DATASET EXTRACT:
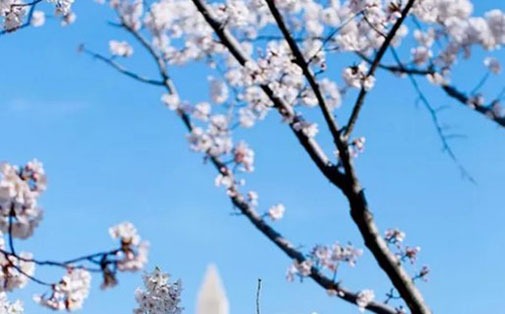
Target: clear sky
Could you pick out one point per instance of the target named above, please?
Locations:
(114, 153)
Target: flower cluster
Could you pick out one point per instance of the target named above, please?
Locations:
(15, 13)
(325, 257)
(133, 253)
(364, 298)
(20, 187)
(69, 294)
(159, 296)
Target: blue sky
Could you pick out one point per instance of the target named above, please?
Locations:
(114, 153)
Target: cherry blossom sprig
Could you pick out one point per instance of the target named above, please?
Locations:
(159, 295)
(20, 188)
(323, 258)
(17, 14)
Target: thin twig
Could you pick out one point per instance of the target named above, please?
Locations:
(258, 291)
(375, 63)
(120, 68)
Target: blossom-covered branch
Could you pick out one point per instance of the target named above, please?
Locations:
(20, 188)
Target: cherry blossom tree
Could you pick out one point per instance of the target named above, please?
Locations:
(276, 57)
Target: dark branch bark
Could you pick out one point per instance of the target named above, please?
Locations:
(121, 69)
(302, 63)
(309, 144)
(374, 64)
(450, 90)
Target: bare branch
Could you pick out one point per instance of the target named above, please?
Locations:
(450, 90)
(258, 290)
(120, 68)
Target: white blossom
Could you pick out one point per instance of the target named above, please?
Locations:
(159, 295)
(120, 48)
(38, 18)
(276, 212)
(493, 65)
(364, 298)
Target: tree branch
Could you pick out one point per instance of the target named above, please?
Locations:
(450, 90)
(303, 64)
(309, 144)
(120, 68)
(350, 186)
(374, 64)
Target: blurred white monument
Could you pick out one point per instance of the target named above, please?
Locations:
(212, 297)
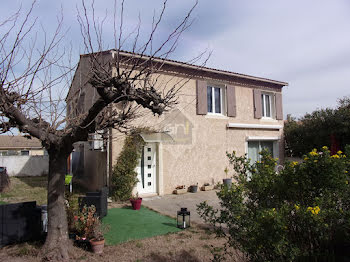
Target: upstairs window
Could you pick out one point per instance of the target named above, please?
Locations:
(267, 105)
(215, 100)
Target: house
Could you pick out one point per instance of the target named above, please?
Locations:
(217, 112)
(20, 146)
(22, 156)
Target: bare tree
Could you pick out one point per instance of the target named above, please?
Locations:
(34, 79)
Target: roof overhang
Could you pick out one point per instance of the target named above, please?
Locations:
(156, 137)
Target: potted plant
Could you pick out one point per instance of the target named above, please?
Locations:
(180, 190)
(227, 181)
(89, 229)
(136, 202)
(96, 239)
(194, 188)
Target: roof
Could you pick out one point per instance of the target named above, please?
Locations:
(19, 142)
(169, 65)
(191, 66)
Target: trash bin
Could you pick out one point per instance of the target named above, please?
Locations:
(44, 218)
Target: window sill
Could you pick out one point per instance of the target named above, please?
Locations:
(268, 119)
(216, 116)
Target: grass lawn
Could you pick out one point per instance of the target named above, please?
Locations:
(128, 224)
(26, 189)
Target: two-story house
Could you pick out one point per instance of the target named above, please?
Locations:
(217, 112)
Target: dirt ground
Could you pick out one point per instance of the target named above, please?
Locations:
(192, 245)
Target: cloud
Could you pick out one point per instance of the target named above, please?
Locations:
(305, 43)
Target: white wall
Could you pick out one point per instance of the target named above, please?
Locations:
(25, 165)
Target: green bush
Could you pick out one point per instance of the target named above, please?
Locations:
(124, 177)
(316, 129)
(297, 214)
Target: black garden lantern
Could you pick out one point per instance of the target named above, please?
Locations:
(183, 218)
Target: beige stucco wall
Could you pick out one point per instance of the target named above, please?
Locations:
(202, 157)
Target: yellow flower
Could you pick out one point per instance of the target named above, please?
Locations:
(314, 210)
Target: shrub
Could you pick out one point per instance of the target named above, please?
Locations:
(124, 176)
(299, 213)
(332, 126)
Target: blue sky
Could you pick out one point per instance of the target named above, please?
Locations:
(305, 43)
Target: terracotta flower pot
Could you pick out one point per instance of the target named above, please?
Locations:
(136, 203)
(97, 245)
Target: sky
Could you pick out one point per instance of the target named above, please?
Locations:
(304, 43)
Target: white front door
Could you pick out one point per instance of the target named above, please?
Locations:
(147, 170)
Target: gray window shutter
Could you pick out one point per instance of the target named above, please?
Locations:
(279, 110)
(202, 105)
(231, 101)
(257, 104)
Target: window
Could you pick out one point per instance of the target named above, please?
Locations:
(215, 100)
(255, 147)
(267, 105)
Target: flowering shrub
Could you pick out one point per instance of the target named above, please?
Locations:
(301, 212)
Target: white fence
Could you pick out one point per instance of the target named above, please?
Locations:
(25, 165)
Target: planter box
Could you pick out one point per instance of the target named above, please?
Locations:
(207, 188)
(180, 191)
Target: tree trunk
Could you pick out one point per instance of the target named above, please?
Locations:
(57, 242)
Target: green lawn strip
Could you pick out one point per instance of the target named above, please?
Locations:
(127, 224)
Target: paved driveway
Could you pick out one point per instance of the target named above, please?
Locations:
(170, 204)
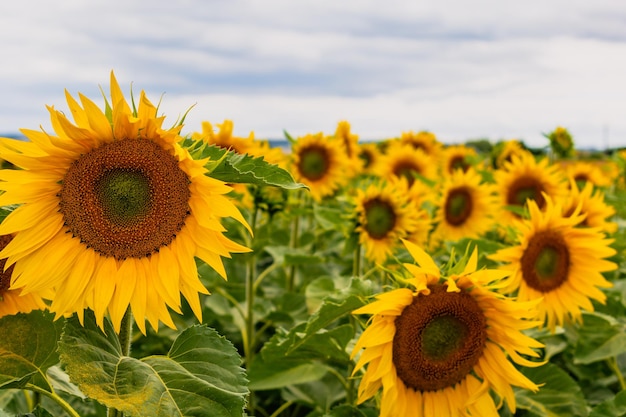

PROBLEM TO WORK ON: Write out every line above again exactly, with the pictures left out.

SOLUTION TO THE EXERCISE:
Target: clear sky
Could you pick out one point per instance of the target named above, please?
Locations:
(114, 153)
Target: flower cluster
Could you pick out one point per instance of the target named above, please?
Locations:
(15, 13)
(325, 257)
(133, 253)
(364, 298)
(20, 187)
(69, 294)
(159, 296)
Target: blue sky
Could you pick out one point per instance of the target named above, please?
Locations:
(114, 153)
Target: cherry blossom sprig
Could you pick out one point per instance of the target named above, please?
Locations:
(159, 295)
(20, 188)
(323, 258)
(17, 14)
Target: thin twig
Could you pick out one point per instance of the target named above, please?
Locations:
(258, 291)
(375, 63)
(120, 68)
Target: blossom-covered branch
Could you pick out one point per instance of the target named above, please?
Locations:
(20, 188)
Target: cherry blossom tree
Could you pick out one point per instance of the target named above, please?
Locations:
(276, 57)
Target: dark branch bark
Could you pick out one point per instance of the target named above, please?
Locations:
(121, 69)
(302, 63)
(309, 144)
(374, 64)
(450, 90)
Target: bare branch
Could you pick out one point per instance of the target named above, please?
Locations:
(450, 90)
(258, 290)
(120, 68)
Target: white blossom
Could you pick out one point per instance of the target named above, please?
Locations:
(159, 295)
(120, 48)
(38, 18)
(276, 212)
(493, 65)
(364, 298)
Target: tree branch
Could you pick out one point per instance of the target named above, please?
Locations:
(450, 90)
(303, 64)
(309, 144)
(120, 68)
(350, 186)
(374, 64)
Target: blurred white monument
Could you pick out one point per instance of the target named above, please?
Locations:
(212, 297)
Target: upstairs window
Could you pick out one point per instance of the target named above, please?
Locations:
(267, 105)
(215, 100)
Target: house
Could you pick out one point per instance of the target named above, please?
Locations:
(217, 112)
(20, 146)
(22, 156)
Target: bare tree
Could you pick out one point per instance of the target named above, please?
Locations:
(34, 79)
Target: roof overhang
Could you pick out one point per instance of the target named above, please?
Locations:
(156, 137)
Target: potted plant
Could you pick out one point per instance of the target named above, please?
Locations:
(180, 190)
(227, 181)
(89, 229)
(136, 202)
(96, 239)
(194, 188)
Target: roof
Could you pick out one point per instance of the target named above, please?
Locations:
(19, 142)
(169, 65)
(191, 66)
Target: trash bin
Could you pick out one point per instance of the target named above, please?
Locations:
(44, 218)
Target: window sill
Could you pick out one point per instance of the target named above, please?
Locations:
(268, 119)
(216, 116)
Target: grass lawn
Could you pick out one point per instance of the target named above, please?
Locations:
(128, 224)
(26, 189)
Target: two-story house
Could you pick out one point per instance of the target named above, please?
Locations:
(217, 112)
Target: dirt ground
Could you pick out one point per instance of the target named above, please?
Locations:
(192, 245)
Target: cloud
Could you pick out one point per instance of the target named above, please?
Locations:
(305, 43)
Target: white wall
Could you pick out one point per instance of the target named above, please?
Locations:
(25, 165)
Target: green bush
Could you pick out one point per instance of the target named above, please?
Locations:
(124, 177)
(316, 129)
(297, 214)
Target: black garden lantern
Could you pick out one point per instance of the target named above, please?
Locations:
(183, 218)
Target: beige stucco wall
Could you pick out one point per instance of the target named above, please?
Locations:
(202, 157)
Target: yellow flower
Could you pick out one point per instance of the target named above, please?
Locations:
(314, 210)
Target: shrub
Could you pick out one point per instance of the target named above, please?
Locations:
(124, 176)
(299, 213)
(332, 126)
Target: blue sky
Could you pick out one point per instance of the target named above, please?
Locations:
(305, 43)
Target: terracotta flower pot
Could you pick out one point per instance of the target named above, please?
Locations:
(136, 203)
(97, 245)
Target: sky
Could you pick out one point per instance of the target named above, please?
Locations:
(304, 43)
Target: white front door
Could you pick out one point per instance of the target named above, please?
Locations:
(147, 170)
Target: gray window shutter
Could you pick out one point per instance of the target named above, please?
Locations:
(279, 110)
(202, 105)
(231, 101)
(257, 104)
Target: window
Could you pick out one point per instance of the target named above, please?
Locations:
(215, 100)
(255, 147)
(267, 105)
Target: flowering shrub
Could you pick out one point per instance of the target named above, please?
Locations:
(301, 212)
Target: white fence
Could you pick out one point per instance of the target named above, please?
Locations:
(25, 165)
Target: planter box
Could you pick out one point per instance of the target named above, please?
Locations:
(207, 188)
(180, 191)
Target: tree trunk
Could you pick out one point per instance of the target named above, please?
Locations:
(57, 242)
Target: green lawn strip
Could you pick out one point per instance of the target named above, please?
Locations:
(127, 224)
Target: paved driveway
Could you pick out one point per instance of the target named above, please?
Locations:
(170, 204)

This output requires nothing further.